>>>

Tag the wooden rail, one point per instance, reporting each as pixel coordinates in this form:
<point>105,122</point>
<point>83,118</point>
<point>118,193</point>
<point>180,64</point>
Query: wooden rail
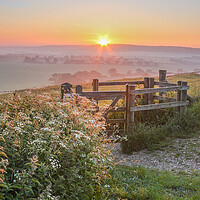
<point>131,93</point>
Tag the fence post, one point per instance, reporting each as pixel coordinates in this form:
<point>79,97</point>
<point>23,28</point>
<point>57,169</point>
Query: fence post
<point>162,79</point>
<point>184,98</point>
<point>61,92</point>
<point>162,75</point>
<point>146,85</point>
<point>96,88</point>
<point>151,85</point>
<point>79,89</point>
<point>95,84</point>
<point>179,96</point>
<point>130,102</point>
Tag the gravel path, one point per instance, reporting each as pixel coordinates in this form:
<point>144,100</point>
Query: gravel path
<point>182,154</point>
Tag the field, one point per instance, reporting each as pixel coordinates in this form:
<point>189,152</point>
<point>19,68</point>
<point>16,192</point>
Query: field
<point>56,150</point>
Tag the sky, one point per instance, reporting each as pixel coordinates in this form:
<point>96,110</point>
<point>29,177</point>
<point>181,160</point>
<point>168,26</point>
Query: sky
<point>62,22</point>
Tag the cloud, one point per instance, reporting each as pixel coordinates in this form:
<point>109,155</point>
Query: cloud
<point>15,3</point>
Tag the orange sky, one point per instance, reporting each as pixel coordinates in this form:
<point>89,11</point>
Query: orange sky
<point>144,22</point>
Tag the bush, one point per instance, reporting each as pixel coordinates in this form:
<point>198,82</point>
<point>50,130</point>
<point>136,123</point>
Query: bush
<point>52,148</point>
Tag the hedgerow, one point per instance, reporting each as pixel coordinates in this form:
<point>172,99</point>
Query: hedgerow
<point>50,149</point>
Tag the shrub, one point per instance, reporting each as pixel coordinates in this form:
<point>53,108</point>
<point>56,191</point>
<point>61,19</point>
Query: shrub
<point>145,135</point>
<point>52,148</point>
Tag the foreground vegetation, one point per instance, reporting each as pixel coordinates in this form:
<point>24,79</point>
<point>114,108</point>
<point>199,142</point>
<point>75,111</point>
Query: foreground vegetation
<point>54,150</point>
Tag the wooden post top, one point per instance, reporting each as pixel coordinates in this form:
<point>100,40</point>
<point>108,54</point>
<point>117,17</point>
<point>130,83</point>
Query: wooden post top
<point>162,75</point>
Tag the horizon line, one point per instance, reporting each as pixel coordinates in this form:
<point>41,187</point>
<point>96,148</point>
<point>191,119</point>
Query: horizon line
<point>138,45</point>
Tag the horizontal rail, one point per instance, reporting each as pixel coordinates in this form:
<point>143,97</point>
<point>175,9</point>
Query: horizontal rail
<point>113,121</point>
<point>164,84</point>
<point>164,99</point>
<point>99,94</point>
<point>159,106</point>
<point>163,89</point>
<point>120,83</point>
<point>119,109</point>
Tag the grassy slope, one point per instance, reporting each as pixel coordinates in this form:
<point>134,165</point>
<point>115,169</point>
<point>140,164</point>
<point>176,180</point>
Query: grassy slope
<point>140,183</point>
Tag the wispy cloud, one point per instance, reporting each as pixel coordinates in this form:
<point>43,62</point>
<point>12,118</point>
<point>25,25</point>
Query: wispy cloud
<point>15,3</point>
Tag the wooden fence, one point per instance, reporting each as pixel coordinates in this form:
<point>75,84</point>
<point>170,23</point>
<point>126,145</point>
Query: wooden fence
<point>149,91</point>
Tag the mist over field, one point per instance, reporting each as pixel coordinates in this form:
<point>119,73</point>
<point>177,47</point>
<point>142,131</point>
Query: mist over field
<point>33,67</point>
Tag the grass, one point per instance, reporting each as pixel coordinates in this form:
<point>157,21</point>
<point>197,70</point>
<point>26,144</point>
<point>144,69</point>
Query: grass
<point>140,183</point>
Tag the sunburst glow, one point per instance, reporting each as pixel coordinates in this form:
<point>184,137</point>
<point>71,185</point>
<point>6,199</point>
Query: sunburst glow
<point>103,42</point>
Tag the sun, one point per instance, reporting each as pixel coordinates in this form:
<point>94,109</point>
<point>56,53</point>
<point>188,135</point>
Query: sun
<point>103,42</point>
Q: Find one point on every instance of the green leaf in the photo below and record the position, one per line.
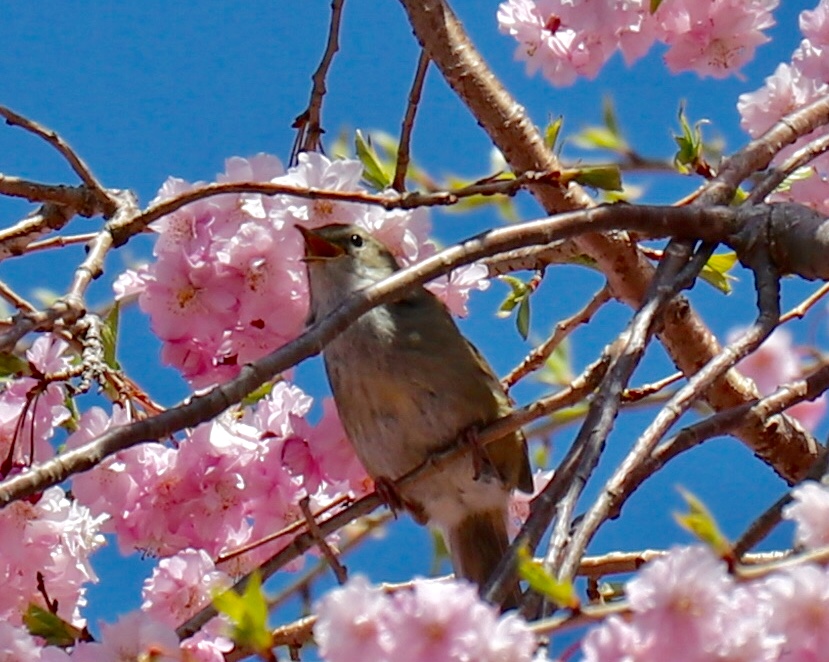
(518, 297)
(518, 291)
(248, 614)
(563, 594)
(522, 319)
(690, 144)
(800, 174)
(373, 171)
(609, 116)
(701, 523)
(56, 631)
(109, 336)
(605, 178)
(600, 137)
(552, 131)
(715, 271)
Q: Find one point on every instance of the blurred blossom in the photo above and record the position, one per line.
(776, 362)
(433, 621)
(809, 511)
(566, 39)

<<<

Switch every occurrence of "pixel coordinates" to "image coordinates" and write out all of the records above again, with nothing else changed. Leave the pictures out.

* _CORRECT RESPONSE_
Tag the wooden rail, one point per instance, reporting each as image coordinates in this form:
<point>105,122</point>
<point>83,118</point>
<point>118,193</point>
<point>180,64</point>
Query: wooden rail
<point>131,93</point>
Tag the fence post, one point per instance, reporting each as image coordinates in this form:
<point>79,97</point>
<point>23,28</point>
<point>57,169</point>
Query: fence post
<point>162,79</point>
<point>184,98</point>
<point>61,92</point>
<point>162,75</point>
<point>146,85</point>
<point>96,88</point>
<point>151,85</point>
<point>79,89</point>
<point>95,84</point>
<point>179,96</point>
<point>130,102</point>
Tag the gravel path, one point per instance, reporting each as image coordinates in this form:
<point>144,100</point>
Query: gravel path
<point>182,154</point>
Tag the field, one point per instance, reporting each as image coordinates in this form:
<point>189,152</point>
<point>19,68</point>
<point>16,192</point>
Query: field
<point>56,150</point>
Tag the sky, one point per instance, reporting each as image coordinates in this form:
<point>96,110</point>
<point>29,177</point>
<point>181,160</point>
<point>168,26</point>
Query: sky
<point>62,22</point>
Tag the cloud, one point per instance, reporting each as image coordinates in this form:
<point>109,155</point>
Query: cloud
<point>15,3</point>
Tag the orange sky, one point per instance, reporting each as image coordinates in this form:
<point>89,11</point>
Query: orange sky
<point>144,22</point>
Tag the bush, one point per instance, reporting each as image coordinates in this form:
<point>198,82</point>
<point>50,130</point>
<point>136,123</point>
Query: bush
<point>52,148</point>
Tag the hedgerow, one point per instance, reporting each as image coordinates in this form:
<point>172,99</point>
Query: hedgerow
<point>50,149</point>
Tag the shrub, one point per instance, reporting each as image coordinates in this form:
<point>53,108</point>
<point>56,191</point>
<point>61,19</point>
Query: shrub
<point>145,135</point>
<point>52,148</point>
Tag the foreground vegetation, one point per instance, reporting each as image coordinates in this form:
<point>24,79</point>
<point>114,108</point>
<point>199,142</point>
<point>75,111</point>
Query: foreground vegetation
<point>54,150</point>
Tag the wooden post top, one point per instance, reporting each as image coordinates in this form:
<point>100,40</point>
<point>108,54</point>
<point>117,17</point>
<point>130,83</point>
Query: wooden post top
<point>162,75</point>
Tag the horizon line, one point per instance, reporting each as image coordinates in this form:
<point>41,187</point>
<point>96,148</point>
<point>191,119</point>
Query: horizon line
<point>138,45</point>
Tag the horizontal rail, one point per instance, reporting each as image coordinates in this form:
<point>143,97</point>
<point>175,9</point>
Query: horizontal rail
<point>113,121</point>
<point>164,84</point>
<point>164,99</point>
<point>99,94</point>
<point>159,106</point>
<point>163,89</point>
<point>120,83</point>
<point>119,109</point>
Tag the grassy slope, one point per instance, reporting each as image coordinates in this form:
<point>134,165</point>
<point>115,169</point>
<point>140,164</point>
<point>176,180</point>
Query: grassy slope
<point>140,183</point>
Tag the wispy cloud, one point per instance, reporting each as image coordinates in this form:
<point>43,62</point>
<point>12,118</point>
<point>25,25</point>
Query: wispy cloud
<point>15,3</point>
Tag the wooden fence, one point per instance, reporting each as image coordinates in this form:
<point>75,84</point>
<point>170,23</point>
<point>126,145</point>
Query: wooden fence
<point>149,91</point>
Tag the mist over field, one point per instance, reporting each as image coordinates in this form:
<point>119,73</point>
<point>177,47</point>
<point>142,131</point>
Query: mist over field
<point>33,67</point>
Tag the grass, one point per instance, reporting each as image coordinates in this form:
<point>157,21</point>
<point>197,70</point>
<point>26,144</point>
<point>144,69</point>
Query: grass
<point>140,183</point>
Tag the sunburst glow, one point per instance, reporting each as image coordinates in this form:
<point>184,137</point>
<point>71,185</point>
<point>6,199</point>
Query: sunburst glow
<point>103,42</point>
Tag the sun, one point per instance, reporting each as image coordinates in this form:
<point>94,109</point>
<point>56,53</point>
<point>188,135</point>
Query: sun
<point>103,42</point>
Q: Find one point on every instance of the green leaf in the photo below and record the position, one per line.
(518, 297)
(518, 291)
(248, 614)
(563, 594)
(522, 319)
(690, 144)
(800, 174)
(373, 171)
(609, 116)
(701, 523)
(56, 631)
(109, 336)
(605, 178)
(600, 137)
(552, 131)
(715, 271)
Q: Find one point on every instance of the blurred blossom in the photo above and record the position, one per line.
(776, 362)
(433, 621)
(809, 511)
(566, 39)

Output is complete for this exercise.